▽

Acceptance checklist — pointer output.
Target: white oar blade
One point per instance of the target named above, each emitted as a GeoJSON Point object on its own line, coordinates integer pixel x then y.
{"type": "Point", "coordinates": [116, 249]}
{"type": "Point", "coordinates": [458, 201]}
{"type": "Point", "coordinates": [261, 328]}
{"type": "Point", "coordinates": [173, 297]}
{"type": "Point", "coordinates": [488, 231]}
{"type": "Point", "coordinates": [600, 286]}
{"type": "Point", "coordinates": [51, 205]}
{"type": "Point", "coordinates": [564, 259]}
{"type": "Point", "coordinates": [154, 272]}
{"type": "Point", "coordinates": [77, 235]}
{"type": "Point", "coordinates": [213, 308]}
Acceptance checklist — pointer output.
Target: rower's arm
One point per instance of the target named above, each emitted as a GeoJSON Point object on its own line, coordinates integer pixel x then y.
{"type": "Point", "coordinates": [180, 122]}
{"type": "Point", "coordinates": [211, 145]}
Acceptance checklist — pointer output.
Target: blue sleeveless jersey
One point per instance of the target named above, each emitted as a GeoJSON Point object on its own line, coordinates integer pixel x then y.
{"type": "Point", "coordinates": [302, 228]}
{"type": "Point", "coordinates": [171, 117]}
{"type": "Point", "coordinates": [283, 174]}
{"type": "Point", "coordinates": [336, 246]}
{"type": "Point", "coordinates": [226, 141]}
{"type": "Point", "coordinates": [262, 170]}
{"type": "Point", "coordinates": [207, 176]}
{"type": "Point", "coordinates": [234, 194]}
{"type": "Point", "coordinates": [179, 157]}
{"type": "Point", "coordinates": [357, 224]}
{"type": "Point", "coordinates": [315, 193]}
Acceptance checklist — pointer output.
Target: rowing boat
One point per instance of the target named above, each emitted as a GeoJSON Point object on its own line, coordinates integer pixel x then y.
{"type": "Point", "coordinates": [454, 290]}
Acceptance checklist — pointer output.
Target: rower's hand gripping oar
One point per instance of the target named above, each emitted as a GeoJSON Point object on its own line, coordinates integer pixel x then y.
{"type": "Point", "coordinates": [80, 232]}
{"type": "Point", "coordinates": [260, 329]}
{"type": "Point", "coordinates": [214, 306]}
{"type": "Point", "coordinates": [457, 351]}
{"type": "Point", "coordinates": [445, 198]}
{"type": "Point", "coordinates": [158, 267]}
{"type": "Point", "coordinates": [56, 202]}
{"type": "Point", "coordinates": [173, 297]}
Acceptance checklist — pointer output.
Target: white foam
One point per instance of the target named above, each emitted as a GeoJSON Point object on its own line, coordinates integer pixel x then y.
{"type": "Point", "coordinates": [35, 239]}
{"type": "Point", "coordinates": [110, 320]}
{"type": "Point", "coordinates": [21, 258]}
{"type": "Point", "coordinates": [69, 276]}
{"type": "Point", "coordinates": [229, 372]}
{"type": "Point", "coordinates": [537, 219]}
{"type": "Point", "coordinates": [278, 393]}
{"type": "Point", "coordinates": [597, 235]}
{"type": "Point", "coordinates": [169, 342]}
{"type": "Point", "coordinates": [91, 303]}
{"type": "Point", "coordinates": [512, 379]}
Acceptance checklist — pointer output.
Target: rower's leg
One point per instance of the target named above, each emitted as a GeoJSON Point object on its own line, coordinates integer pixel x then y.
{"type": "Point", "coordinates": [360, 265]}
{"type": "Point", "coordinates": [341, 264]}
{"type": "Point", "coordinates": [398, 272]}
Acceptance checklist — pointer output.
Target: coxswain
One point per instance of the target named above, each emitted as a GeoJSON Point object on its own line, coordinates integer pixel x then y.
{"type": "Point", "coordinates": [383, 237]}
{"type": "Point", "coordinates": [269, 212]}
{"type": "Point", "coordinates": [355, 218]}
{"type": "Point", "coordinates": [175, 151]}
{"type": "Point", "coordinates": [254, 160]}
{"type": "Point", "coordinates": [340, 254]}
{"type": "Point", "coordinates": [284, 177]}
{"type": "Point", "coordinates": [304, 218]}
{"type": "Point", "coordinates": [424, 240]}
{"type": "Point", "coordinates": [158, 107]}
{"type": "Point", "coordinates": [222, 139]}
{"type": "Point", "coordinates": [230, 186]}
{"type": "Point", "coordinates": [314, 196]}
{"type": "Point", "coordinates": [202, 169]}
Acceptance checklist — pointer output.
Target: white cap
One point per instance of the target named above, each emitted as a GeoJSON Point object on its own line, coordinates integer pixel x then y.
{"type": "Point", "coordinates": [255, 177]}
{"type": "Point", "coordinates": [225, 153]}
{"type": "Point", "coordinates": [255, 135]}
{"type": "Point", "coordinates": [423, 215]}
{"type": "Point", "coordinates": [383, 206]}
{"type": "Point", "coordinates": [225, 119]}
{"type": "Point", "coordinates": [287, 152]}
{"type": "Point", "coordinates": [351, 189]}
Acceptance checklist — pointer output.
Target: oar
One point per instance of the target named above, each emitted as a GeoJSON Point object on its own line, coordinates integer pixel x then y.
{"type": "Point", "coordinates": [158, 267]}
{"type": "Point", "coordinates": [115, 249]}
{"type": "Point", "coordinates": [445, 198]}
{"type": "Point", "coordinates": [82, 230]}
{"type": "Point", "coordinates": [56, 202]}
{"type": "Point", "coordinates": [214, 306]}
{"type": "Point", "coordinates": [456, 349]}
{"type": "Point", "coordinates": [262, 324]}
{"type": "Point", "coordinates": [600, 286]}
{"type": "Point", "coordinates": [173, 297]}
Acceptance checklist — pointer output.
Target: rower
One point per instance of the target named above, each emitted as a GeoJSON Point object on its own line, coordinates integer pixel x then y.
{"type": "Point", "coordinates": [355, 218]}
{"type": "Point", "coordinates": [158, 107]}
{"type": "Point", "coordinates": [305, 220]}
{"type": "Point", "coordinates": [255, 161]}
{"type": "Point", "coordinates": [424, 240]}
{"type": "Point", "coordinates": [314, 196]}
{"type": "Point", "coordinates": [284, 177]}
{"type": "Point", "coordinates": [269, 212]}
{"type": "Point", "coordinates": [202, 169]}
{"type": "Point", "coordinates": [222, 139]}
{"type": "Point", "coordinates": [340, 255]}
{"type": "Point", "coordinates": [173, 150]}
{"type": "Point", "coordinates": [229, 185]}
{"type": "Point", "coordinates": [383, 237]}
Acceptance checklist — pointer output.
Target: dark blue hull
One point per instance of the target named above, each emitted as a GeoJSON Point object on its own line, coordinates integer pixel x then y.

△

◆ Task description ◆
Using the records above, copy word for word the line with "Target: coxswain", the line with "Target: white cap", and every line between them.

◆ Task response ◆
Target: coxswain
One point per instance of the target named above, each emitted as a GeoJSON Point object on its own line, coordinates integer pixel x then y.
{"type": "Point", "coordinates": [383, 237]}
{"type": "Point", "coordinates": [269, 212]}
{"type": "Point", "coordinates": [355, 218]}
{"type": "Point", "coordinates": [175, 151]}
{"type": "Point", "coordinates": [254, 160]}
{"type": "Point", "coordinates": [340, 254]}
{"type": "Point", "coordinates": [284, 177]}
{"type": "Point", "coordinates": [304, 218]}
{"type": "Point", "coordinates": [424, 240]}
{"type": "Point", "coordinates": [158, 107]}
{"type": "Point", "coordinates": [222, 139]}
{"type": "Point", "coordinates": [230, 186]}
{"type": "Point", "coordinates": [314, 196]}
{"type": "Point", "coordinates": [202, 169]}
Acceptance checklist — pointer output.
Target: white cap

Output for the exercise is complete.